- [DIRECTIONS FOR THIS TASK] Identify every line in the listing below that contains the word "reflection", and copy each such line. Case counts.
** START PROVIDED DATA **
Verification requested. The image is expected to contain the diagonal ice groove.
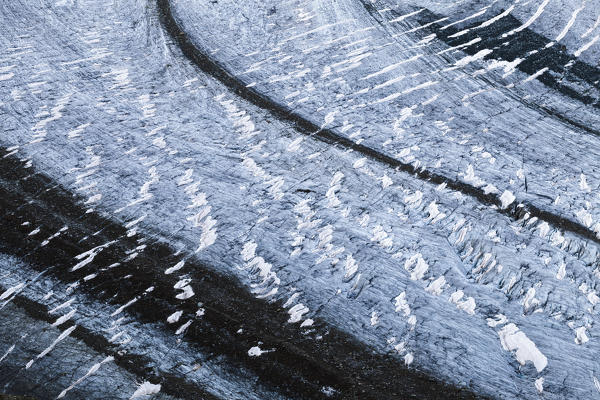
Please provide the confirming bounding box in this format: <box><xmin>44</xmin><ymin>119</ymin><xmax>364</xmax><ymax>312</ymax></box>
<box><xmin>0</xmin><ymin>0</ymin><xmax>600</xmax><ymax>398</ymax></box>
<box><xmin>168</xmin><ymin>1</ymin><xmax>600</xmax><ymax>245</ymax></box>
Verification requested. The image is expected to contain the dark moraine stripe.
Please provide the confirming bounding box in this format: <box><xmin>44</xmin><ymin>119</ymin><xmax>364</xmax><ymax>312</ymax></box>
<box><xmin>0</xmin><ymin>149</ymin><xmax>476</xmax><ymax>399</ymax></box>
<box><xmin>361</xmin><ymin>0</ymin><xmax>600</xmax><ymax>112</ymax></box>
<box><xmin>0</xmin><ymin>285</ymin><xmax>218</xmax><ymax>400</ymax></box>
<box><xmin>157</xmin><ymin>0</ymin><xmax>600</xmax><ymax>244</ymax></box>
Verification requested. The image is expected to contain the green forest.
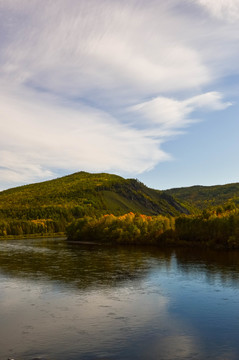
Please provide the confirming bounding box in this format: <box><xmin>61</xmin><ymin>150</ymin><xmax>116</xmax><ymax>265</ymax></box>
<box><xmin>67</xmin><ymin>207</ymin><xmax>239</xmax><ymax>248</ymax></box>
<box><xmin>0</xmin><ymin>172</ymin><xmax>239</xmax><ymax>248</ymax></box>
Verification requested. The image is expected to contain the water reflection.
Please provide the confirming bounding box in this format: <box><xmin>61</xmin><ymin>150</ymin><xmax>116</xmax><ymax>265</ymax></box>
<box><xmin>0</xmin><ymin>240</ymin><xmax>239</xmax><ymax>360</ymax></box>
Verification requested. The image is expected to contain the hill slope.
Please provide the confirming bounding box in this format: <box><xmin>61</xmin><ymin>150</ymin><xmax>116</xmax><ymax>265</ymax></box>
<box><xmin>165</xmin><ymin>183</ymin><xmax>239</xmax><ymax>212</ymax></box>
<box><xmin>0</xmin><ymin>172</ymin><xmax>188</xmax><ymax>221</ymax></box>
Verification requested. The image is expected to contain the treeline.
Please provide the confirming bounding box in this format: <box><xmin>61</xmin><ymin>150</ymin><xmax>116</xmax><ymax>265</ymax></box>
<box><xmin>67</xmin><ymin>208</ymin><xmax>239</xmax><ymax>248</ymax></box>
<box><xmin>175</xmin><ymin>207</ymin><xmax>239</xmax><ymax>248</ymax></box>
<box><xmin>67</xmin><ymin>212</ymin><xmax>174</xmax><ymax>244</ymax></box>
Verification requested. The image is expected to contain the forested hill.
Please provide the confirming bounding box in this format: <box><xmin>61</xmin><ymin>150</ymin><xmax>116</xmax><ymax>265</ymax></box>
<box><xmin>0</xmin><ymin>172</ymin><xmax>188</xmax><ymax>222</ymax></box>
<box><xmin>165</xmin><ymin>183</ymin><xmax>239</xmax><ymax>212</ymax></box>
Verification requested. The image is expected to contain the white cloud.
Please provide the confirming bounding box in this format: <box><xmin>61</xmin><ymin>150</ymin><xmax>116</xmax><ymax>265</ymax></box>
<box><xmin>0</xmin><ymin>0</ymin><xmax>236</xmax><ymax>190</ymax></box>
<box><xmin>131</xmin><ymin>92</ymin><xmax>231</xmax><ymax>133</ymax></box>
<box><xmin>196</xmin><ymin>0</ymin><xmax>239</xmax><ymax>21</ymax></box>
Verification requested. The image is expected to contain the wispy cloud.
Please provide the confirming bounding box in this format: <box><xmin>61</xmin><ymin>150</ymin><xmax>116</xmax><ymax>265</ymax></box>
<box><xmin>0</xmin><ymin>0</ymin><xmax>238</xmax><ymax>190</ymax></box>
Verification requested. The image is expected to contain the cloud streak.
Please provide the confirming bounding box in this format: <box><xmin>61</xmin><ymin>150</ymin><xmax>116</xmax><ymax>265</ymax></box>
<box><xmin>0</xmin><ymin>0</ymin><xmax>235</xmax><ymax>187</ymax></box>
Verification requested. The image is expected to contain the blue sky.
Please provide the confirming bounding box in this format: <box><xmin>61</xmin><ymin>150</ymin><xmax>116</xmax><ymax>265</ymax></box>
<box><xmin>0</xmin><ymin>0</ymin><xmax>239</xmax><ymax>189</ymax></box>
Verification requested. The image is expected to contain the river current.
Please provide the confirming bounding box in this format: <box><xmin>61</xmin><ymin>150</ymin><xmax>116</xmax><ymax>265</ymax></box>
<box><xmin>0</xmin><ymin>239</ymin><xmax>239</xmax><ymax>360</ymax></box>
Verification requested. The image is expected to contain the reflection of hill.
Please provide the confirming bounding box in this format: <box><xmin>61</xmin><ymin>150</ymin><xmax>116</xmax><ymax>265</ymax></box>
<box><xmin>0</xmin><ymin>240</ymin><xmax>156</xmax><ymax>288</ymax></box>
<box><xmin>0</xmin><ymin>240</ymin><xmax>239</xmax><ymax>289</ymax></box>
<box><xmin>175</xmin><ymin>248</ymin><xmax>239</xmax><ymax>287</ymax></box>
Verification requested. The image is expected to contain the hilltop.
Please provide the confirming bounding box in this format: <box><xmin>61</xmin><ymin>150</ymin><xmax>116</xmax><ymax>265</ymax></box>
<box><xmin>0</xmin><ymin>172</ymin><xmax>188</xmax><ymax>235</ymax></box>
<box><xmin>0</xmin><ymin>172</ymin><xmax>239</xmax><ymax>236</ymax></box>
<box><xmin>164</xmin><ymin>183</ymin><xmax>239</xmax><ymax>213</ymax></box>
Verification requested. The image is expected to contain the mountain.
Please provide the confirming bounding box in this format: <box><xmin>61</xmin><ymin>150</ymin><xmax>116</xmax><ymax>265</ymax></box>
<box><xmin>164</xmin><ymin>183</ymin><xmax>239</xmax><ymax>212</ymax></box>
<box><xmin>0</xmin><ymin>172</ymin><xmax>188</xmax><ymax>233</ymax></box>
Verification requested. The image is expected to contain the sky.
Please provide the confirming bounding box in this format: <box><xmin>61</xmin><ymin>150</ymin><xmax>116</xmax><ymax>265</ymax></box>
<box><xmin>0</xmin><ymin>0</ymin><xmax>239</xmax><ymax>190</ymax></box>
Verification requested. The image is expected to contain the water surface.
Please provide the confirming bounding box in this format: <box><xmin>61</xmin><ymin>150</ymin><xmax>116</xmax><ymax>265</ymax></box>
<box><xmin>0</xmin><ymin>239</ymin><xmax>239</xmax><ymax>360</ymax></box>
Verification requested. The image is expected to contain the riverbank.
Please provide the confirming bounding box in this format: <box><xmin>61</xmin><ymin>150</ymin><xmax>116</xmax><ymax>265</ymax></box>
<box><xmin>0</xmin><ymin>232</ymin><xmax>66</xmax><ymax>241</ymax></box>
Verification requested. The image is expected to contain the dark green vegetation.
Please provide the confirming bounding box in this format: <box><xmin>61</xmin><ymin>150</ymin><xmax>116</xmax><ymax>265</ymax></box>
<box><xmin>67</xmin><ymin>209</ymin><xmax>239</xmax><ymax>248</ymax></box>
<box><xmin>0</xmin><ymin>172</ymin><xmax>188</xmax><ymax>236</ymax></box>
<box><xmin>165</xmin><ymin>183</ymin><xmax>239</xmax><ymax>213</ymax></box>
<box><xmin>0</xmin><ymin>172</ymin><xmax>239</xmax><ymax>247</ymax></box>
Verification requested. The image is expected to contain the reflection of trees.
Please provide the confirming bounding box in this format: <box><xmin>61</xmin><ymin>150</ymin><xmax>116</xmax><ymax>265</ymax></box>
<box><xmin>0</xmin><ymin>239</ymin><xmax>239</xmax><ymax>289</ymax></box>
<box><xmin>0</xmin><ymin>240</ymin><xmax>161</xmax><ymax>288</ymax></box>
<box><xmin>175</xmin><ymin>248</ymin><xmax>239</xmax><ymax>287</ymax></box>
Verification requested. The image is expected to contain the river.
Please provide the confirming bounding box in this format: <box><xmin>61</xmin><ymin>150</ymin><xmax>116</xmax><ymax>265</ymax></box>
<box><xmin>0</xmin><ymin>239</ymin><xmax>239</xmax><ymax>360</ymax></box>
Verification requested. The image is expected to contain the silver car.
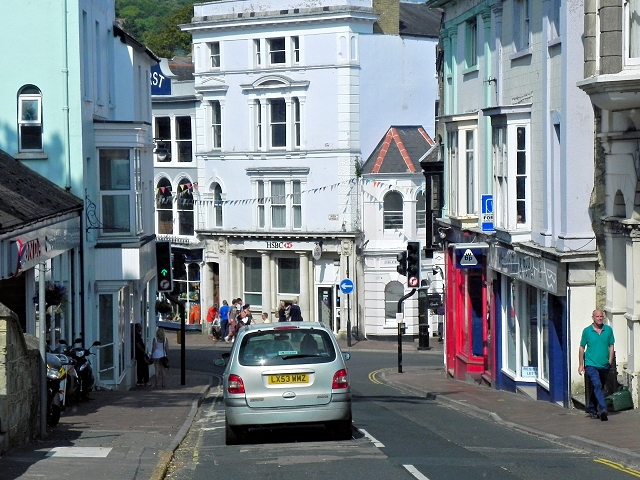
** END PROVIDED DATA **
- [RESULT OF THIS EXERCISE]
Verification requested. The image is expected to contain the water reflection.
Verification requested. The image is expected to contain the reflection of hill.
Verification requested. The image is expected to contain the reflection of trees.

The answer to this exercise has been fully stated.